Work instructions.
Look over the entries and say how many lines include the word "report". Only the number, please.

(Collection entries)
--- START ---
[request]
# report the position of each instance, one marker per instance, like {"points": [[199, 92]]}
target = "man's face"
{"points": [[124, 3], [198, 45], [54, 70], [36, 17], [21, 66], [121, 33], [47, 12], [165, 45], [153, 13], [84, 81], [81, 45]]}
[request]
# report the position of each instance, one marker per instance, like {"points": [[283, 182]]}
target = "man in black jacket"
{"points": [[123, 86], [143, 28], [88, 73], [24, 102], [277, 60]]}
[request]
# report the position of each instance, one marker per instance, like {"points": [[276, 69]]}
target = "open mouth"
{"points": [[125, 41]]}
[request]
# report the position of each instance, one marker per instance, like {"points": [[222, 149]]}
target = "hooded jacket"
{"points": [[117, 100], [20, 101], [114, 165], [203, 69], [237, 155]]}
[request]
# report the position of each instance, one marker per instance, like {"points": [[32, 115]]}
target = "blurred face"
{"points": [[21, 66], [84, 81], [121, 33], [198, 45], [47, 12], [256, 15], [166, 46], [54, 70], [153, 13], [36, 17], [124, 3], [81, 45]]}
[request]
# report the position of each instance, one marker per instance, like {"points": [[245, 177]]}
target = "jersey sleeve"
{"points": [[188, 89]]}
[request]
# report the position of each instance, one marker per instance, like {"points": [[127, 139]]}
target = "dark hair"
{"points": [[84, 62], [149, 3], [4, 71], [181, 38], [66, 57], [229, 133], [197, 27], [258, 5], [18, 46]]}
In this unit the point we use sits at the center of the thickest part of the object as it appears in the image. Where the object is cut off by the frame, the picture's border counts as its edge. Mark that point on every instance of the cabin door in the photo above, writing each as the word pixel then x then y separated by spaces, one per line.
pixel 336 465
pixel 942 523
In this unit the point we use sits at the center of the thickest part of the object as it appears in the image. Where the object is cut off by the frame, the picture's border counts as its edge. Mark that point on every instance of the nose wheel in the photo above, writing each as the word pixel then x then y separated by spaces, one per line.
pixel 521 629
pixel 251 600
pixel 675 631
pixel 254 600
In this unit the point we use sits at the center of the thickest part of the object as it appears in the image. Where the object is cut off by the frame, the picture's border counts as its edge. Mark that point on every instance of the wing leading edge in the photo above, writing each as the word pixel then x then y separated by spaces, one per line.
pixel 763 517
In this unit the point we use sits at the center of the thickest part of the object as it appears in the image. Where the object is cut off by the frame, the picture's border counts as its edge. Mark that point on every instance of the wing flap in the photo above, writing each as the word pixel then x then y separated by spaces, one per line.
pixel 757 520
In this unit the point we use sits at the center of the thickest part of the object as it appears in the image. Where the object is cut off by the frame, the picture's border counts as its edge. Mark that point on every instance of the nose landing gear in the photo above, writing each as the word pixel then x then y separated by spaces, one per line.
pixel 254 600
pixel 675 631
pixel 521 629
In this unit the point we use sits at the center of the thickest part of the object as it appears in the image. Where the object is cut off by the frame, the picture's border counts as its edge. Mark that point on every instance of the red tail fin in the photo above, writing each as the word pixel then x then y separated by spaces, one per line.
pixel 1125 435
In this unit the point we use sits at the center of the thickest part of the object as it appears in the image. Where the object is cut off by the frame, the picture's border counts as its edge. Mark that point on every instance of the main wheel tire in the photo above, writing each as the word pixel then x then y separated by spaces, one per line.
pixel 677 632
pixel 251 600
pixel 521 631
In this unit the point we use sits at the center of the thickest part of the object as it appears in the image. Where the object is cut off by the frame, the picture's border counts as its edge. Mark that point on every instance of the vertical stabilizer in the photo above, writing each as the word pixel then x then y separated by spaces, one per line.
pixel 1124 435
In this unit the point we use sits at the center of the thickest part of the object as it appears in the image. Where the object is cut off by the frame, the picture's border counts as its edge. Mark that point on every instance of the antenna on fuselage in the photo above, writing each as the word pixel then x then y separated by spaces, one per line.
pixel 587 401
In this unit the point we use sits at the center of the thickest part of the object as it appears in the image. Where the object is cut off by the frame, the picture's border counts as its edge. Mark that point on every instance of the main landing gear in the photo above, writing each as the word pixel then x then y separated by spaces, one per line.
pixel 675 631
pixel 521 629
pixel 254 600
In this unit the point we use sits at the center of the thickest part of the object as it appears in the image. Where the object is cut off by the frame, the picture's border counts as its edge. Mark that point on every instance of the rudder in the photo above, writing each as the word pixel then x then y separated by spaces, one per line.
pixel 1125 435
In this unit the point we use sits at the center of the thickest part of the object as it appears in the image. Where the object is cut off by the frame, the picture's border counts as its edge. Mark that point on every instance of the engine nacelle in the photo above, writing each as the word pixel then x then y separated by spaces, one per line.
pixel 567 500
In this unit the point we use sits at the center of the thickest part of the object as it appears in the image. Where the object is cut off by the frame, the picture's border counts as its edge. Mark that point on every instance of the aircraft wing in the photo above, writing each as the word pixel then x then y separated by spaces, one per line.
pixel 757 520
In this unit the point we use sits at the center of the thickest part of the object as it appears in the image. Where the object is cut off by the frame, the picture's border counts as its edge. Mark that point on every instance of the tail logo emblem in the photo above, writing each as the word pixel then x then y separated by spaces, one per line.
--- END ---
Exercise response.
7